Records to use:
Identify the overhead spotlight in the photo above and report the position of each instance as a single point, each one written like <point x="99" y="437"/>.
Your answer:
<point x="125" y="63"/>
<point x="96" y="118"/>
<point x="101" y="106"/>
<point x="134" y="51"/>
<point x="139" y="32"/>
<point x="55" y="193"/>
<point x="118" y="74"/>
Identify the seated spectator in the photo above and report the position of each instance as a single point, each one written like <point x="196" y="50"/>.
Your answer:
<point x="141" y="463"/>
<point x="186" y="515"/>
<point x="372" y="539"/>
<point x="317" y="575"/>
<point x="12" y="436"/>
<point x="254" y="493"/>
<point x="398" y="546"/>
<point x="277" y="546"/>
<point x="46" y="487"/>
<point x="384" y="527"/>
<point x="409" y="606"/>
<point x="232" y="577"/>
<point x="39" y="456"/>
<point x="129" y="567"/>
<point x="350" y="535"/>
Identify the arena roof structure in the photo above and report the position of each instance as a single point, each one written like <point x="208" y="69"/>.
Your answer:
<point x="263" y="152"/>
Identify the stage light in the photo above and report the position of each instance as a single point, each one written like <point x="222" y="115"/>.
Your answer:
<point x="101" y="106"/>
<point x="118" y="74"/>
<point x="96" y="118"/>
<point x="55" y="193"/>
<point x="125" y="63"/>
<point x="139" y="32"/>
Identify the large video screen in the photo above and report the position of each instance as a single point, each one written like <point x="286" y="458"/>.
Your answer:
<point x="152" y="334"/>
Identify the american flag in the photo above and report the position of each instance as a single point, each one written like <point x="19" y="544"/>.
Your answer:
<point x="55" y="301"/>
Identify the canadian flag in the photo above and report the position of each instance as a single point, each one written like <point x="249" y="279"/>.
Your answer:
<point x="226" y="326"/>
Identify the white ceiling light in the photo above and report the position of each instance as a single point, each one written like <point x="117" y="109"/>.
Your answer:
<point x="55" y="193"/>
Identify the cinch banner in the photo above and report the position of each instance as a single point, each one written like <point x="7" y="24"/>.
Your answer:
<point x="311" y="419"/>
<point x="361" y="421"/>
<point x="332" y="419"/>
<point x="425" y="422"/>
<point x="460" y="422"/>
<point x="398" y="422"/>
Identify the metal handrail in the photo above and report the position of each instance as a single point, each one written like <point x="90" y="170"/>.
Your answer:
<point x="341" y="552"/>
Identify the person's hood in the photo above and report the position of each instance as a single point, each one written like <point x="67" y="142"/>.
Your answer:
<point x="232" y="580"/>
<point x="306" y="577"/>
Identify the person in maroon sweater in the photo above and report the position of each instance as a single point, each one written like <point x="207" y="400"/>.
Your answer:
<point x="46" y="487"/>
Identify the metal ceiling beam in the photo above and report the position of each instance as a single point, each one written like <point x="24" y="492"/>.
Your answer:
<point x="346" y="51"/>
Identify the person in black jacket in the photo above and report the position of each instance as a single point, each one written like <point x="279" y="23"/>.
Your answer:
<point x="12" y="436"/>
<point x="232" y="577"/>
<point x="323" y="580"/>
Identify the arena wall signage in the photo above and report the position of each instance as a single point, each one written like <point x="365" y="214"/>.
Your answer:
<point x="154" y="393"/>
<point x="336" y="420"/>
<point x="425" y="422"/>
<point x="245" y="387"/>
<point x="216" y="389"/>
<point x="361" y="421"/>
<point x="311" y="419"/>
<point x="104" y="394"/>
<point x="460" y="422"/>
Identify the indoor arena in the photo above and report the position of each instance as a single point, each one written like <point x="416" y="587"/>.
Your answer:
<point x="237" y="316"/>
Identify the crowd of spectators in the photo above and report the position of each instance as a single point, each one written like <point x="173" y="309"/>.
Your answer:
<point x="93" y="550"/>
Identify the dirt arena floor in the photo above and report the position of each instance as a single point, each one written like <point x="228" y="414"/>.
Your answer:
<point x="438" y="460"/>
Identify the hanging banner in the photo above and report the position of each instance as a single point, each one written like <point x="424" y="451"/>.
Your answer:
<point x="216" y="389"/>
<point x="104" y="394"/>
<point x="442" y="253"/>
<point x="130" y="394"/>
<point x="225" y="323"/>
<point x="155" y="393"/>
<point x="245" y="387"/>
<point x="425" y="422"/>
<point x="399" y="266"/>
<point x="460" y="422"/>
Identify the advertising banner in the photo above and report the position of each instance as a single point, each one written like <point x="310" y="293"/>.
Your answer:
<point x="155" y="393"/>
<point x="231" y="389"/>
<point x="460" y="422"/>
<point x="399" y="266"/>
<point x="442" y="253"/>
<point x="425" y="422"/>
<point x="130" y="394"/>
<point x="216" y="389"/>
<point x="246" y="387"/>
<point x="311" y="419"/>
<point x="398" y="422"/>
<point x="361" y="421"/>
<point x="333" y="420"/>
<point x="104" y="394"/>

--

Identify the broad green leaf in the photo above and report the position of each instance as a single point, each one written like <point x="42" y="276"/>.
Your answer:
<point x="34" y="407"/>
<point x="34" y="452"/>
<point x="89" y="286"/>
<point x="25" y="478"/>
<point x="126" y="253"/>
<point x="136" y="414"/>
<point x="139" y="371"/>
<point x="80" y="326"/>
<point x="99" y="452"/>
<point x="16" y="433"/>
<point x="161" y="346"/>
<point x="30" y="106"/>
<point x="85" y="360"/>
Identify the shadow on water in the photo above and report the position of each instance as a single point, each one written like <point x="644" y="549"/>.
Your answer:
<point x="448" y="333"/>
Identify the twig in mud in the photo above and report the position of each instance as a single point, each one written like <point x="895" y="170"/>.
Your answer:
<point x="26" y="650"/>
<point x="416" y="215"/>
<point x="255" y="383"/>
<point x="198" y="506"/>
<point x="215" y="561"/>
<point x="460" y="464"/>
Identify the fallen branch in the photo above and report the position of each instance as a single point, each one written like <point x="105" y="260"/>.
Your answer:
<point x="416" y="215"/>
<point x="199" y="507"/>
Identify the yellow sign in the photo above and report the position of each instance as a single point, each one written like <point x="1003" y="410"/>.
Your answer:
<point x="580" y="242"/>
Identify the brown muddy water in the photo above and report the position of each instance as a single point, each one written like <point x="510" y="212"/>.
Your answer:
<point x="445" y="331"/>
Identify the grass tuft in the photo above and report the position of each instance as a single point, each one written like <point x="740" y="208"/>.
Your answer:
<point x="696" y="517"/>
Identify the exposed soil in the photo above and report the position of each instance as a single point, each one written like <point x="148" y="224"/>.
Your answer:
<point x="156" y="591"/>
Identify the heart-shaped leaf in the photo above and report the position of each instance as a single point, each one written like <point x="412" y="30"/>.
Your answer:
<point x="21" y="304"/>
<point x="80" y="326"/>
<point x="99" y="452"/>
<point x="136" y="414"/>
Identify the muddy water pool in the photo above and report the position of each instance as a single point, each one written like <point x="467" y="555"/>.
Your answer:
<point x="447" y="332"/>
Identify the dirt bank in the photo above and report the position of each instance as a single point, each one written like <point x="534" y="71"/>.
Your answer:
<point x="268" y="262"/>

Task objective:
Collect and copy each line in the records above that contains the word "metal". Case counts.

Expected answer:
Identify the metal handrail in the photo above and report the position of each instance as a single point, each one written like <point x="90" y="170"/>.
Identify the metal ceiling beam in the photo above and report the position of each instance as a single point, each one written like <point x="24" y="492"/>.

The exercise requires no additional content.